Vorliegender Auszug
◇ ◇ ◇ ◇

VORWORT
Dieses Buch entstand dummerweise – oder glücklicherweise – aufgrund meiner eigenen Scheibenpanik. Ich war stark betroffen, über eine lange Zeit. Ich habe den Frust und das Negative der Scheibenpanik erlebt. Im täglichen Training und auch bei den großen internationalen Wettkämpfen. Nach den Europameisterschaften in Schweden 2012 habe ich den Stier wirklich bei den Hörnern gepackt, und mir ist klar geworden, dass meine bisherigen Trainingsmethoden nicht gut genug waren, um das Problem des Schussreflexes zu lösen.
In diesem Buch zeige ich die Wege auf, die ich selbst ging, um die Kontrolle im Schuss zurückzugewinnen. Kontrollverlust ist frustran. Heute schieße ich wieder sehr gerne, weil ich Kontrolle im Schuss habe. Es geht mir darum, auch anderen Schützen dieses Gefühl zurückzugeben.
Viele Leute haben mich in meiner technischen und mentalen Entwicklung unterstützt. Indem sie mich ermuntert haben oder einfach akzeptieren, dass meine Schießergebnisse eine Zeitlang weniger gut waren. Diese Leute haben mich nicht auf Grund meiner Ergebnisse bewertet, sondern haben mich unterstützt und mir weitergeholfen. Das war eine sehr gute Erfahrung.
Ein großes Dankeschön geht an David Hauge, den Coach der 3D Nationalmannschaft. Dank auch an Hjötur Gislason und natürlich auch an meine wunderbare Bogensport-Freundin Evgeniia Schushikova aus der russischen 3D Nationalmannschaft, die hier auch die Rolle des Fotomodells übernommen hat. Ein riesiges Dankeschön nicht zuletzt an die Brüder Siim und Madis Talmar aus Estland von Falco.ee, meinem Sponsor für Bogen und Ausrüstung.
Auch möchte ich mich bei meinen Kameraden und Trainern meines Bogensportvereins Lyngby Bueskyttelaug für ihre Mitarbeit und ihr Interesse bedanken, wenn ich neue und manchmal seltsam anmutende Ideen mit ins Training gebracht habe. Dennis Bager – einer der besten dänischen Recurveschützen – und der traditionelle Bogenjäger Peter Juulsgaard haben das Manuskript dieses Buches gegengelesen und waren mir damit eine große Unterstützung. ch stehe in der Schuld dieser und vieler anderer Menschen.

◇ ◇ ◇ ◇

Gestellte Aufgabe
Gib aus dem Vorwort oben den Abschnitt wortgetreu wieder, der mit „Viele Leute haben“ beginnt und bis einschließlich „sehr gute Erfahrung.“ reicht.

Angezeigte Daten
◇ ◇ ◇ ◇

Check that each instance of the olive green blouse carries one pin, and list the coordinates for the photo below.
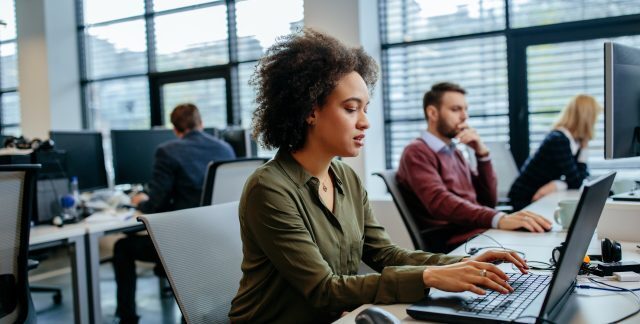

◇ ◇ ◇ ◇

Erledigte Aufgabe
Viele Leute haben mich in meiner technischen und mentalen Entwicklung unterstützt. Indem sie mich ermuntert haben oder einfach akzeptieren, dass meine Schießergebnisse eine Zeitlang weniger gut waren. Diese Leute haben mich nicht auf Grund meiner Ergebnisse bewertet, sondern haben mich unterstützt und mir weitergeholfen. Das war eine sehr gute Erfahrung.